------ Extract to read ------

Testing and Debugging Agent Systems
Published: February 3, 2026
Tags: testing, debugging, quality, development
Author: ClawParts Team
Introduction
Your agent worked perfectly yesterday. Today it failed catastrophically. What changed? Without proper testing and debugging tools, answering that question is nearly impossible. Agent systems are notoriously difficult to debug — they're non-deterministic, context-dependent, and involve complex interactions between language models, external tools, and changing environments.
But difficult doesn't mean impossible. With the right testing strategies and debugging techniques, you can build reliable agent systems that fail gracefully and recover quickly.
This guide covers practical approaches to testing and debugging agent systems, from unit tests to integration tests to production observability.
Unit Testing Agent Components
While end-to-end agent behavior is hard to test deterministically, individual components can be tested reliably.
Testing Tool Functions
Tools are the most testable part of an agent system. They have clear inputs and outputs:
// tool.js — the function to test
function parsePrice(text) {
const match = text.match(/\$([\d,]+\.?\d*)/);
return match ? parseFloat(match[1].replace(',', '')) : null;
}
// tool.test.js — the tests
describe('parsePrice', () => {
test('extracts price from text', () => {
expect(parsePrice('The product costs $49.99')).toBe(49.99);
});
test('handles commas in large prices', () => {
expect(parsePrice('Enterprise plan: $1,299.00/month')).toBe(1299.00);
});
test('returns null when no price found', () => {
expect(parsePrice('Contact us for pricing')).toBeNull();
});
test('handles decimal precision', () => {
expect(parsePrice('$0.99')).toBe(0.99);
});
});
These tests are fast, deterministic, and reliable. They should comprise the bulk of your test suite.

------ Material ------

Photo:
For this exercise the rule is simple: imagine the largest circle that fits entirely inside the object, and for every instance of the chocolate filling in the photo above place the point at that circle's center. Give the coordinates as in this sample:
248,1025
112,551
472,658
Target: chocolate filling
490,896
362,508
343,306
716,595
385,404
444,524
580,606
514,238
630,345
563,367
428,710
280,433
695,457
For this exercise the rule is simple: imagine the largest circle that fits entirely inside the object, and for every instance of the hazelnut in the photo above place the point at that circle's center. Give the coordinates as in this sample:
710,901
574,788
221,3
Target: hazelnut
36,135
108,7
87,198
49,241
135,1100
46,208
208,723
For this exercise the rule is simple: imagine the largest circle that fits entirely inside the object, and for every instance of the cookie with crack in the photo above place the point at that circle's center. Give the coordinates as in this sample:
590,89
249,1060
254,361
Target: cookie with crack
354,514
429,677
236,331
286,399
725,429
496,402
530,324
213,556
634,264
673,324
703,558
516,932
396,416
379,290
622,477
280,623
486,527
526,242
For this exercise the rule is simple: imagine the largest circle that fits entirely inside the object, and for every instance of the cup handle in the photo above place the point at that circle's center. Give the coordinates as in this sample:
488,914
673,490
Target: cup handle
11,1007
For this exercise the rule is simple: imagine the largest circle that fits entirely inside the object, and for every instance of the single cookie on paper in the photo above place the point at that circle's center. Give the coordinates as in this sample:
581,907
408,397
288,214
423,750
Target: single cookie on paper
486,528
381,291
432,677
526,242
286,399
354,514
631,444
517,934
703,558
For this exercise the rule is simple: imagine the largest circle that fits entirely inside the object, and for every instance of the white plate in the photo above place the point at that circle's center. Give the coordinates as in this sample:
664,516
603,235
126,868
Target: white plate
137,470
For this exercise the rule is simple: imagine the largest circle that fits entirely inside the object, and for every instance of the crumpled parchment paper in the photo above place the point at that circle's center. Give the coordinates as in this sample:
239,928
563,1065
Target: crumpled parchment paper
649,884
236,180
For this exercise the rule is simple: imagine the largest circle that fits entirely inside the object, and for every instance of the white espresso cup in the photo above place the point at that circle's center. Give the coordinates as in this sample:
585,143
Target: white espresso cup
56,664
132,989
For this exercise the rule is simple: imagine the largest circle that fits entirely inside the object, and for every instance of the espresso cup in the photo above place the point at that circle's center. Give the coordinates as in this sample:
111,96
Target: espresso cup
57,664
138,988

------

◆ What you need to do
1 > Based on the guide to testing agent systems, answer yes or no for each statement and quote the words that decide it: (a) tools are the most testable part of an agent system; (b) end-to-end agent behavior is easy to test deterministically; (c) tests of tool functions should make up only a small share of the test suite.
2 > Translate this sentence from the guide to testing agent systems into Spanish: "While end-to-end agent behavior is hard to test deterministically, individual components can be tested reliably."

◆ Answers to the exercise
1 >
(a) Yes: "Tools are the most testable part of an agent system."
(b) No: "While end-to-end agent behavior is hard to test deterministically"
(c) No: "They should comprise the bulk of your test suite."

2 > Aunque el comportamiento de extremo a extremo de un agente es difícil de probar de forma determinista, los componentes individuales se pueden probar de manera fiable.